— Given text —
As shown by Schmieder et al., weight gain can lead to a “fall” in renal plasma flow (RPF) if adjusted values in ml/min per 1.73 m² are used, despite the fact that unadjusted values remain unchanged. The opposite is also true as a weight loss will “increase” RPF when in reality the absolute values might fall slightly reducing the cardiovascular risk, probably by reducing hyperfiltration 22.

By indexing GFR to BSA, the effect of body weight is removed, which accounts for 96% of the variance in this group of patients. This is the reason why BSA‐indexed GFR values might fail to identify changes in GFR due to weight gain or loss, if creatinine levels remain unchanged.

We also believe that our study has raised a question regarding the actual paradigm between BSA and GFR, as GFR in this study is not proportional to BSA; and when GFR is adjusted for BSA, there are differences in GFR between men and women regardless of the use of Du Bois or Gehan and George formula. In men GFR increases with increasing BSA, which is not the case in women.

Heaf 2 and others have demonstrated that BSA‐indexed GFR is lower than absolute GFR, as BSA has increased over the past few years to a figure of about 1.92 m². As long as one wishes to continue indexing, the solution is not to increase the “standard” BSA, as this is a changing parameter and would require periodic adjustments, but to look for a more appropriate NI such as height, total body water (TBW), or extracellular volume (ECV).

A study of 1,627 individuals by Eriksen et al. has looked at this issue, suggesting that TBW was superior to BSA as a GFR NI 23. They observed almost identical values across gender and BMI categories using a standard TBW of 40 l but not with BSA. One of the limitations in this study is that it relies on estimates rather than direct measurements.

Another option is to abandon indexing renal function 24 as proposed a long time ago by Turner et al. and to use a linear regression method instead.

— Information supplied —
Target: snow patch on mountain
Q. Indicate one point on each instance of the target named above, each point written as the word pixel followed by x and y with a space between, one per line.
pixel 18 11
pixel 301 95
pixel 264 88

— Exercise directions —
In the text on indexing GFR, what standard total body water value gave almost identical GFR values across gender and BMI categories in the study by Eriksen et al.?

— Response area —
40 l